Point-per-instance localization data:
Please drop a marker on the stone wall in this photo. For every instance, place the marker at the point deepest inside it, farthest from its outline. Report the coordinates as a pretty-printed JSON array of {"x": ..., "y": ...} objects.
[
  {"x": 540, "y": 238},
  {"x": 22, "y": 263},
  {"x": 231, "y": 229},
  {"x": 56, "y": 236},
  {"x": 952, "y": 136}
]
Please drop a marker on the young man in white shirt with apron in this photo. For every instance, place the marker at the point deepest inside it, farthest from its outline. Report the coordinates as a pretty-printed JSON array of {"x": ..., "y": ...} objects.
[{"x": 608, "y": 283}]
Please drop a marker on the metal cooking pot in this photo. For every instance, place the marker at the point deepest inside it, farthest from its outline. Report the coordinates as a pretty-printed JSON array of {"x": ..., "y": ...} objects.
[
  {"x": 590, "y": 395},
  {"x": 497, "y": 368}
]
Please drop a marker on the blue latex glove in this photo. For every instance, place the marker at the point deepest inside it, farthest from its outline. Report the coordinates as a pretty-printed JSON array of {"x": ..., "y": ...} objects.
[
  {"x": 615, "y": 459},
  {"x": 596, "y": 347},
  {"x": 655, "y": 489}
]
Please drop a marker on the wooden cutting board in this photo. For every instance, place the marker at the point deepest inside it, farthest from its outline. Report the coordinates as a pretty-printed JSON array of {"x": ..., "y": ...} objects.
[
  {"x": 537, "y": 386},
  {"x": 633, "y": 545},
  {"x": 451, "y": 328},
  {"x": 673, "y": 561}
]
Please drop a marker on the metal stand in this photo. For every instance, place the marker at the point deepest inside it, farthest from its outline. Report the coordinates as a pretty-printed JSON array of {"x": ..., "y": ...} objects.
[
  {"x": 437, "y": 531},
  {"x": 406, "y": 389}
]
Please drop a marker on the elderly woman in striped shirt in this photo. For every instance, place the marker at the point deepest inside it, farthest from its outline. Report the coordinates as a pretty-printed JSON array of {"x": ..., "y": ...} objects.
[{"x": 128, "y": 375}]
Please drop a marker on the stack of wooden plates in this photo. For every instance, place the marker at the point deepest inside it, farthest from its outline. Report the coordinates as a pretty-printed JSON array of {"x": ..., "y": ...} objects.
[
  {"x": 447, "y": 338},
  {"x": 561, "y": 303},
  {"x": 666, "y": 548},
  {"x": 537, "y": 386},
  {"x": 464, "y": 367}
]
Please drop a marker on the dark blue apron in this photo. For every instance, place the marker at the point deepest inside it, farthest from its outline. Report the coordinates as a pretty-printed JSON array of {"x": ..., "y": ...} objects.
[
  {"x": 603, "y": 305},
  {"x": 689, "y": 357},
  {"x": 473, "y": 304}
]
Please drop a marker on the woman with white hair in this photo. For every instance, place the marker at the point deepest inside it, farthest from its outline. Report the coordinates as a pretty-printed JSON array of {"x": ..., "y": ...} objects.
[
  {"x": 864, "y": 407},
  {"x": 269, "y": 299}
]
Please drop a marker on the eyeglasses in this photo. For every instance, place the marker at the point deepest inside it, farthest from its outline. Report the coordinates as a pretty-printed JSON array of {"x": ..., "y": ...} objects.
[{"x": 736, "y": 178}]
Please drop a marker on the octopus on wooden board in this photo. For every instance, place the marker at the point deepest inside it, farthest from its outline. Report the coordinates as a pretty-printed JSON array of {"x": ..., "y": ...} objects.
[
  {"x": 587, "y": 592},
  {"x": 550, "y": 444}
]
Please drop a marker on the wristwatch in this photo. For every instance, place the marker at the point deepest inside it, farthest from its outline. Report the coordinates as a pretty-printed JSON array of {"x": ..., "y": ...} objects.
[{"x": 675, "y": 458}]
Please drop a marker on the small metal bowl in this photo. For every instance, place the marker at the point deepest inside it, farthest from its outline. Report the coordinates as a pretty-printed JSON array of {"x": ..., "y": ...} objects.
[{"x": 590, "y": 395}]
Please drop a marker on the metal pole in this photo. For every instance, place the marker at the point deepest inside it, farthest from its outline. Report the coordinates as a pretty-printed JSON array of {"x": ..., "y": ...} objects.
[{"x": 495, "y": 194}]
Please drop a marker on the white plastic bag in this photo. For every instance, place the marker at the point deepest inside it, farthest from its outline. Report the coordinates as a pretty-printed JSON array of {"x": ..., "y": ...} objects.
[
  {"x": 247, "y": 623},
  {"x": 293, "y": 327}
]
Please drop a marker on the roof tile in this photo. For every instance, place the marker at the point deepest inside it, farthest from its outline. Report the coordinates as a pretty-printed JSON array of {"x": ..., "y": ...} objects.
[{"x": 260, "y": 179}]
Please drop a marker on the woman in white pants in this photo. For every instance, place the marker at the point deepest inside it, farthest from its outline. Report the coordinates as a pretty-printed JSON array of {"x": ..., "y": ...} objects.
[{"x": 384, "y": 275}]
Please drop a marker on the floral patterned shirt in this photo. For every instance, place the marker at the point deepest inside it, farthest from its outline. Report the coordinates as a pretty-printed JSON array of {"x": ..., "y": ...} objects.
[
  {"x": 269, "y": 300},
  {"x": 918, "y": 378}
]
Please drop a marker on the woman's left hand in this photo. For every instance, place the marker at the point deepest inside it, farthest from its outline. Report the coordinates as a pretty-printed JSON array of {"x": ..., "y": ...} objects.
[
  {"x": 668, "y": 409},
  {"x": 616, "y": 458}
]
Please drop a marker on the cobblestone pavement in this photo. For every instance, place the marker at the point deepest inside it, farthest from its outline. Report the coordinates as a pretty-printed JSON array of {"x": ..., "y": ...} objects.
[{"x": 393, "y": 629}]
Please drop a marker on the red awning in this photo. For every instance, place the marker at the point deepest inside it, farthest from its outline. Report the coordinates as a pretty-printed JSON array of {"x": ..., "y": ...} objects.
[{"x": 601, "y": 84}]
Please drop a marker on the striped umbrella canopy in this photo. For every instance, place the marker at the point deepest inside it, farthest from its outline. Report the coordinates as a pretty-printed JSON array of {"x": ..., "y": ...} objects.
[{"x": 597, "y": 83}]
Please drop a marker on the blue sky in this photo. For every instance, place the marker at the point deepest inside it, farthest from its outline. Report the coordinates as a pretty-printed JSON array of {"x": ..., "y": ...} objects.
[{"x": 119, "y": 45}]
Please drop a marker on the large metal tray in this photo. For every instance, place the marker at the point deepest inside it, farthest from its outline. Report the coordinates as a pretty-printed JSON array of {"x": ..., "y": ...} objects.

• _The task_: Go through the records above and retype each one exactly.

• _Output of the task_:
Please drop a marker on the stone wall in this photo. For every instance, place the marker at the point deepest inside it, farthest from its outline. Report the coordinates as a pretty-printed JSON array of {"x": ..., "y": ...} objects.
[
  {"x": 540, "y": 238},
  {"x": 22, "y": 263},
  {"x": 231, "y": 229},
  {"x": 56, "y": 236},
  {"x": 952, "y": 136}
]
Please drop a marker on the young man in white shirt with apron in this photo. For every instance, place the marker at the point deepest inside it, farthest from its outline. Report the coordinates as a pretty-printed JSON array of {"x": ..., "y": ...} objects.
[{"x": 608, "y": 283}]
Please drop a marker on the metal cooking pot in this photo. For every instance, place the marker at the point deepest inside it, farthest from its outline. Report the coordinates as a pretty-printed JSON array of {"x": ..., "y": ...} objects.
[
  {"x": 590, "y": 395},
  {"x": 497, "y": 368}
]
Please drop a marker on the blue latex glove in this photo. For every instance, place the marker at the point deepest inside it, farthest from its outline. Report the coordinates as a pretty-printed JSON array of {"x": ..., "y": ...} objects.
[
  {"x": 615, "y": 459},
  {"x": 596, "y": 347},
  {"x": 655, "y": 489}
]
Please drop a marker on the wooden cutting board in this photo. For every instance, place the marker at the point deepest inside it, farthest from its outline. Report the coordinates as a pretty-printed JSON array of {"x": ..., "y": ...} objects.
[
  {"x": 537, "y": 386},
  {"x": 633, "y": 545},
  {"x": 451, "y": 328},
  {"x": 673, "y": 561}
]
Please drop a marker on the metal stand in this photo. For every instance, place the marker at the point deepest inside it, farthest from its outline. Report the coordinates as a pretty-printed JSON array of {"x": ..., "y": ...} objects.
[
  {"x": 437, "y": 531},
  {"x": 406, "y": 389}
]
Please drop a marker on the elderly woman in striped shirt in this photo. For every instance, place the marker at the point deepest inside it, farthest from its outline. Report the coordinates as a pretty-printed JSON array of {"x": ..., "y": ...} objects.
[{"x": 128, "y": 375}]
Please drop a marker on the stack of wooden plates in this photo. For every instance, place the marker at the point deepest inside it, farthest from its outline. Report the coordinates as a pretty-printed JSON array of {"x": ..., "y": ...} objects.
[
  {"x": 447, "y": 338},
  {"x": 561, "y": 303},
  {"x": 666, "y": 548},
  {"x": 537, "y": 386},
  {"x": 464, "y": 367}
]
Please drop a marker on the dark blue apron in this photo. For every instance, place the marker at the point deepest inside it, farthest from its outline. Report the coordinates as a pretty-printed JSON array of {"x": ..., "y": ...} objects.
[
  {"x": 603, "y": 305},
  {"x": 689, "y": 357},
  {"x": 473, "y": 304}
]
Please drop a marker on the woman with white hair in this photo. For every instance, place the marker at the point deepest inside it, farthest from its outline. Report the coordinates as a pretty-printed JSON array of {"x": ..., "y": ...} objects.
[
  {"x": 864, "y": 407},
  {"x": 269, "y": 299}
]
Please drop a marker on the eyeglasses in this photo. For every instance, place the marker at the point deepest inside it, farthest from its outline. Report the coordinates as a pretty-printed JSON array of {"x": ..., "y": ...} objects.
[{"x": 736, "y": 178}]
Please drop a marker on the octopus on wooden board in this photo. For every instance, place the marker at the point deepest inside it, farthest from its outline. Report the coordinates as a pretty-printed JSON array of {"x": ..., "y": ...} objects.
[
  {"x": 587, "y": 592},
  {"x": 550, "y": 444}
]
Please drop a marker on the wristwatch in this photo. For every instance, place the marker at the point deepest inside it, farthest from its outline. Report the coordinates as a pretty-printed JSON array of {"x": ..., "y": ...} objects.
[{"x": 675, "y": 458}]
Please drop a marker on the small metal bowl in this photo. For every instance, place the marker at the point deepest inside it, farthest from its outline. Report the coordinates as a pretty-printed JSON array of {"x": ..., "y": ...} objects.
[{"x": 590, "y": 395}]
Please drop a marker on the metal pole in this photo. For every instance, place the marker at the point deepest inside it, farthest from its outline. Report the coordinates as a pretty-printed JSON array of {"x": ..., "y": ...} objects.
[{"x": 495, "y": 194}]
Please drop a marker on the white plastic bag in this photo. For every instance, place the marker at the point deepest inside it, farthest from its outline. Report the coordinates as a pretty-printed JSON array of {"x": ..., "y": ...} objects.
[
  {"x": 247, "y": 623},
  {"x": 293, "y": 327}
]
Please drop a marker on the roof tile in this photo. For every instance, place the marker at the point deepest inside it, farthest from its outline. Report the coordinates as a pretty-printed JSON array of {"x": ..., "y": ...} objects.
[{"x": 260, "y": 179}]
Please drop a marker on the woman in white pants in this photo. For every instance, place the marker at the point deepest inside it, farthest from its outline. Report the coordinates as a pretty-printed JSON array of {"x": ..., "y": ...} objects.
[{"x": 384, "y": 275}]
Please drop a marker on the floral patterned shirt in this photo. For every instance, place the marker at the point deepest inside it, farthest from its outline. Report the coordinates as a pretty-printed JSON array of {"x": ..., "y": ...} objects.
[
  {"x": 269, "y": 300},
  {"x": 918, "y": 378}
]
Please drop a marker on the woman's left hand in this photo. For every instance, place the marker at the point deepest inside it, farthest from its outline. Report the coordinates as a pretty-printed JSON array of {"x": ..., "y": ...} objects.
[
  {"x": 668, "y": 409},
  {"x": 616, "y": 458}
]
Please drop a marker on the cobblestone pavement in this photo. For every instance, place the marker at the point deepest inside it, farthest from its outline. Report the coordinates as a pretty-printed JSON array of {"x": ..., "y": ...} objects.
[{"x": 393, "y": 629}]
Please drop a marker on the red awning in this photo. For every instance, place the marker at the point deepest inside it, farthest from its outline. Report the coordinates as a pretty-printed JSON array of {"x": ..., "y": ...} objects.
[{"x": 601, "y": 84}]
Please drop a marker on the striped umbrella canopy in this photo. For every instance, place the marker at the point deepest inside it, farthest from its outline. Report the coordinates as a pretty-printed JSON array of {"x": ..., "y": ...} objects.
[{"x": 597, "y": 83}]
Please drop a marker on the blue sky in this photo. For every instance, place the marker at the point deepest inside it, farthest from its outline. Report the coordinates as a pretty-printed JSON array of {"x": ..., "y": ...} objects.
[{"x": 119, "y": 45}]
Please drop a marker on the large metal tray in this photo. For every instance, place the marker at the point deepest inside it, farthest from its outline. Report the coordinates as a pretty-printed JSON array of {"x": ..., "y": ...} objects.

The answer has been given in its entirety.